Selected extract |

As a school counselor, Aaron Munson typically only has a few students each year he needs to assess for suicide risk. But during the pandemic, he has seen more children struggle with suicidal thoughts and self-harm. Last school year, he had to assess five students over just six weeks.
"It is, I would say, a wake up call,” said Munson, who works with elementary and middle school students at Butler Lab at School 55 in Indianapolis Public Schools. “I don't even know who to give the wake up call to but our students are being impacted in such profound ways that I truly don't even think that we will see the ramifications fully for probably another decade."
A 15-year teaching veteran, Munson was recently named 2022 Elementary School Counselor of the Year by the Indiana School Counselor Association.
When Munson was dealing with the increase in suicide risk last school year, he also noticed that most of the students he had to assess identified as LGBTQ. Because of that, he helped start a group for LGBTQ students and allies, known as the Genders & Sexualities Alliance. He also wrote a curriculum to discuss those issues in the small counseling groups he runs at lunchtimes.
The increase in anxiety, depression and suicidal thoughts that Munson has observed are supported by mounting national evidence. In the first months of the coronavirus pandemic, emergency department visits for mental health-related concerns spiked among elementary and middle school age children, according to the Centers for Disease Control and Prevention. More recent data shows visits for attempted suicide dramatially increased among teenage girls. And a survey from 2020 found that about a third of parents believe their child’s mental health is worse than before the pandemic.
"It feels like the building is on fire, and I have a cup of water that I am equipped with to try to put it out,” said Munson, who is licensed as a school counselor and mental health counselor through Butler University. “The mental health of our students, to me, is I would say an epidemic in and of itself.”
WFYI education reporter Dylan Peers McCoy met Munson in his office to talk about the trauma his students have faced and what keeps him motivated. An edited and condensed version of their conversation is below.
Dylan Peers McCoy: What inspired you to become an educator?
Aaron Munson: Honestly, it was probably the teachers that I had. It is an interesting road because I didn't have a lot of connections at all with my counselors. But I did have very deep connections with my teachers. I grew up in a very rural community. And this community had only one high school in the entire county. And it was a very small high school. So the teachers really got to know the students really well. The teachers that I had were also some of the only safe adults in my life. I just wanted to be at school all the time.
McCoy: Do you think that you have students here that have that same sense that school is the safe place in their life?

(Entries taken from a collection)
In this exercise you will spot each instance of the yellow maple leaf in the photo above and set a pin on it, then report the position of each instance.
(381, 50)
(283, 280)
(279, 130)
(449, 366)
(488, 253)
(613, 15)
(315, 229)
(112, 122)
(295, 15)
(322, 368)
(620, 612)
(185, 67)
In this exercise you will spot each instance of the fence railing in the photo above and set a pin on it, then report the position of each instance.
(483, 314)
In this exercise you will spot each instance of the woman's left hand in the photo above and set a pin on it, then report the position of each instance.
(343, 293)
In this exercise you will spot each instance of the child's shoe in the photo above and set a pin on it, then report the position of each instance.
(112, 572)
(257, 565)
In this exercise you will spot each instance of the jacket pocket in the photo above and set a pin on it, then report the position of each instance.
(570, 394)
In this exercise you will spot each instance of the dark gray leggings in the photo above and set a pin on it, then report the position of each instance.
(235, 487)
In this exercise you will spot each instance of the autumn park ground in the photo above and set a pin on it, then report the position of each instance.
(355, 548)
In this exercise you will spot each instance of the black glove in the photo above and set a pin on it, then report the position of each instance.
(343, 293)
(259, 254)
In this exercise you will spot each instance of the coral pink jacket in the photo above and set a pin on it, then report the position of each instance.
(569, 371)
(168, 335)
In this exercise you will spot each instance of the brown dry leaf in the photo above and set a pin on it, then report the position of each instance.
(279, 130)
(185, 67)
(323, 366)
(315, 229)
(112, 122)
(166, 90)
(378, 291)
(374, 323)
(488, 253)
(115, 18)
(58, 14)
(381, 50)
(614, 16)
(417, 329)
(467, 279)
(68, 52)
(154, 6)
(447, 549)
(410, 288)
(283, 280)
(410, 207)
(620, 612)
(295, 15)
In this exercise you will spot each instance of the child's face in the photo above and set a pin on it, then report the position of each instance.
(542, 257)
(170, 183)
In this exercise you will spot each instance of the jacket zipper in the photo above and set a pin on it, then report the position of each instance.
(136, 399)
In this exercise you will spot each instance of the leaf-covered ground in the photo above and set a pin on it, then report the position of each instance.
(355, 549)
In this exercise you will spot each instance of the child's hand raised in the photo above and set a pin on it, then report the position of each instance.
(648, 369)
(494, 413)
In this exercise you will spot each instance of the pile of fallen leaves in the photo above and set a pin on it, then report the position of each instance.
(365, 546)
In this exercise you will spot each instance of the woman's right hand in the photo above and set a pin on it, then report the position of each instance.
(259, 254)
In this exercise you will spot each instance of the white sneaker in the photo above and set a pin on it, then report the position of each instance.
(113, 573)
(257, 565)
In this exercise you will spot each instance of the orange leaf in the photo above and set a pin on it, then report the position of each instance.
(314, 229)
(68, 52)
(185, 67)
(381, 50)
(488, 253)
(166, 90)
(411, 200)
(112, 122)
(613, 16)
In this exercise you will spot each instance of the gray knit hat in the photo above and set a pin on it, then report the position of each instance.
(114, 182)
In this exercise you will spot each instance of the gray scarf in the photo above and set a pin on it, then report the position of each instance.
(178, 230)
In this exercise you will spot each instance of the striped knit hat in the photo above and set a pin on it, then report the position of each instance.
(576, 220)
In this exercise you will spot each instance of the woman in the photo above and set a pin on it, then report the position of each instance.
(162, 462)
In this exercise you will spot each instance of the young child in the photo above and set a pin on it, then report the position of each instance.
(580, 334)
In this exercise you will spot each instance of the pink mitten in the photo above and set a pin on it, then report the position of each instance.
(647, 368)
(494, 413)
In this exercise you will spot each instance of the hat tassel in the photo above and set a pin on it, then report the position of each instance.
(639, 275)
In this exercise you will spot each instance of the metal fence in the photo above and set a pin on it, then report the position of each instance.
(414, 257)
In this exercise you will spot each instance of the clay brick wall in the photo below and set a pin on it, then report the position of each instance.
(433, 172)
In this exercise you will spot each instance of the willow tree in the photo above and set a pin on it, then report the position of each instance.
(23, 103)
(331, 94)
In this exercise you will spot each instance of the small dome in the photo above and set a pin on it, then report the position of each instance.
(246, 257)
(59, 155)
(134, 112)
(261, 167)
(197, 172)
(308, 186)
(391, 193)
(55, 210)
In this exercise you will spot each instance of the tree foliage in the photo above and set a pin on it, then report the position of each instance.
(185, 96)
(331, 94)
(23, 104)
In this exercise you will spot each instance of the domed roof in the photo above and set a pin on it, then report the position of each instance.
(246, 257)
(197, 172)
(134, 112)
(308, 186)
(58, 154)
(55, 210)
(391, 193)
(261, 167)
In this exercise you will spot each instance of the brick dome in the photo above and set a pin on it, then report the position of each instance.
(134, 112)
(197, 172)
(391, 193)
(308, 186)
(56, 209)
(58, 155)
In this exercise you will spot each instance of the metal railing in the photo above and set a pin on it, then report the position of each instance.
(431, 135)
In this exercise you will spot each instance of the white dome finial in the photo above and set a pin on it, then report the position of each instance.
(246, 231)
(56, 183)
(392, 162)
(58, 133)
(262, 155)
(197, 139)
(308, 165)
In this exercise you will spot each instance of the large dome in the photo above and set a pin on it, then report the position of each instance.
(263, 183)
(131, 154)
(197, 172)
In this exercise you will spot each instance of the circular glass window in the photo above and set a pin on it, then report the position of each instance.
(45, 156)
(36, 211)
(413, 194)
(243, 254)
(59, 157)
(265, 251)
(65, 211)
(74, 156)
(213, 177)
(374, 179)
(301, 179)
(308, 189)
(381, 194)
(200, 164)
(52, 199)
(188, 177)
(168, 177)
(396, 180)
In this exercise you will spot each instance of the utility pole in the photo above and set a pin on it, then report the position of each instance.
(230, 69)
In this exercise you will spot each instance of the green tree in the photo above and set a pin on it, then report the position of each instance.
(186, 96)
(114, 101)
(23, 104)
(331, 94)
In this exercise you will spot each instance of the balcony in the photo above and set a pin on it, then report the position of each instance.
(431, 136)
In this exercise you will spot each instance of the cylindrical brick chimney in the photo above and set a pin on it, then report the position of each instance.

Questions |
A – Can you copy everything from "The increase in anxiety, depression" down to "before the pandemic." in the school counselor article, substituting "emergency room" for "emergency department"?
B – Can you continue the school counselor article from where it stops?
This data comes from a separate source.

Answers to each task |
A –
The increase in anxiety, depression and suicidal thoughts that Munson has observed are supported by mounting national evidence. In the first months of the coronavirus pandemic, emergency room visits for mental health-related concerns spiked among elementary and middle school age children, according to the Centers for Disease Control and Prevention. More recent data shows visits for attempted suicide dramatially increased among teenage girls. And a survey from 2020 found that about a third of parents believe their child’s mental health is worse than before the pandemic.

B –
Munson: Sadly, yes. That's not the case for every student. But that is true for too many. Before you got here, I actually had to take a moment and have an ugly cry. Because today is the last day and students are giving gifts to teachers. And I was fortunate to get some today. And one of them was a particular student that's here who has had a very tumultuous experience at home and wrote me one of the most heartfelt cards. I'm tearing up again. One of the most heartfelt cards that I've gotten in 16 years. And just commenting on the fact that she for the first time feels known, feels seen, and was so grateful to have space in my office to just ugly cry. And I worked with her to get the support and the help for the family that they needed. And that card just had a little tiny piece of chocolate in it plus the card. And that is going to go in my smile folder for the days that are really hard, which right now because we're still in the midst of a pandemic, I have to rely on that smile folder a lot. To remind me that this is what I do. This is why I do what I do.
McCoy: Can you tell me a little bit about changes you've noticed in your students and their behavior during this incredibly chaotic time when they're still dealing with quarantines and the pandemic?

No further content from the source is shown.